* _Given request_: Format the lines below as a Markdown table with two columns, Row and Line, numbering each row and leaving out any blank lines.

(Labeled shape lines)
## START
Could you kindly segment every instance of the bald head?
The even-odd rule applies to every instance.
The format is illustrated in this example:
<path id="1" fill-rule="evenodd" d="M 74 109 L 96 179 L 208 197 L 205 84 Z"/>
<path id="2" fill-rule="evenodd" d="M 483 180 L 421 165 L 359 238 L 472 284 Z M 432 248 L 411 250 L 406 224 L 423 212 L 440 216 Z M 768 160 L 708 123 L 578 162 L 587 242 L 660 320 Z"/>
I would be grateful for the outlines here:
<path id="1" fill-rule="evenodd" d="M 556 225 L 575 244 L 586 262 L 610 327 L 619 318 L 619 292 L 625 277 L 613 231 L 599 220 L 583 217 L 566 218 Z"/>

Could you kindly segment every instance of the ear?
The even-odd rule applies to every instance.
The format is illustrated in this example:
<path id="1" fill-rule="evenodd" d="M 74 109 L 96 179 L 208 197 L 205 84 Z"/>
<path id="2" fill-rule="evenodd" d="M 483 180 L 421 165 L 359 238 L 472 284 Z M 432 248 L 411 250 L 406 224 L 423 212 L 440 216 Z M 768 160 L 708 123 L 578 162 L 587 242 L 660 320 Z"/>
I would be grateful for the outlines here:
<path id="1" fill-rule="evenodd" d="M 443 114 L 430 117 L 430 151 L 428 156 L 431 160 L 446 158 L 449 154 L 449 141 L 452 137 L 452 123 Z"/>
## END
* _Problem solution_:
| Row | Line |
|---|---|
| 1 | Could you kindly segment every instance of the bald head? |
| 2 | The even-odd rule applies to every instance. |
| 3 | The format is illustrated in this example: |
| 4 | <path id="1" fill-rule="evenodd" d="M 74 109 L 96 179 L 208 197 L 205 84 Z"/> |
| 5 | <path id="2" fill-rule="evenodd" d="M 483 180 L 421 165 L 359 238 L 472 284 Z M 432 248 L 411 250 L 406 224 L 423 212 L 440 216 Z M 768 160 L 708 123 L 578 162 L 587 242 L 660 320 Z"/> |
| 6 | I would be grateful for the outlines here: |
| 7 | <path id="1" fill-rule="evenodd" d="M 556 225 L 575 244 L 586 262 L 610 327 L 619 318 L 619 292 L 625 277 L 613 231 L 599 220 L 583 217 L 566 218 Z"/> |
| 8 | Could you kindly segment every instance of the ear? |
| 9 | The even-odd rule applies to every instance. |
| 10 | The format is illustrated in this example: |
| 11 | <path id="1" fill-rule="evenodd" d="M 74 109 L 96 179 L 208 197 L 205 84 Z"/> |
| 12 | <path id="2" fill-rule="evenodd" d="M 483 180 L 421 165 L 359 238 L 472 284 Z M 432 248 L 411 250 L 406 224 L 423 212 L 440 216 Z M 768 160 L 708 123 L 578 162 L 587 242 L 660 320 Z"/> |
| 13 | I would be grateful for the outlines here: |
| 14 | <path id="1" fill-rule="evenodd" d="M 443 114 L 430 117 L 430 151 L 428 156 L 431 160 L 446 158 L 449 154 L 449 141 L 452 137 L 452 123 Z"/> |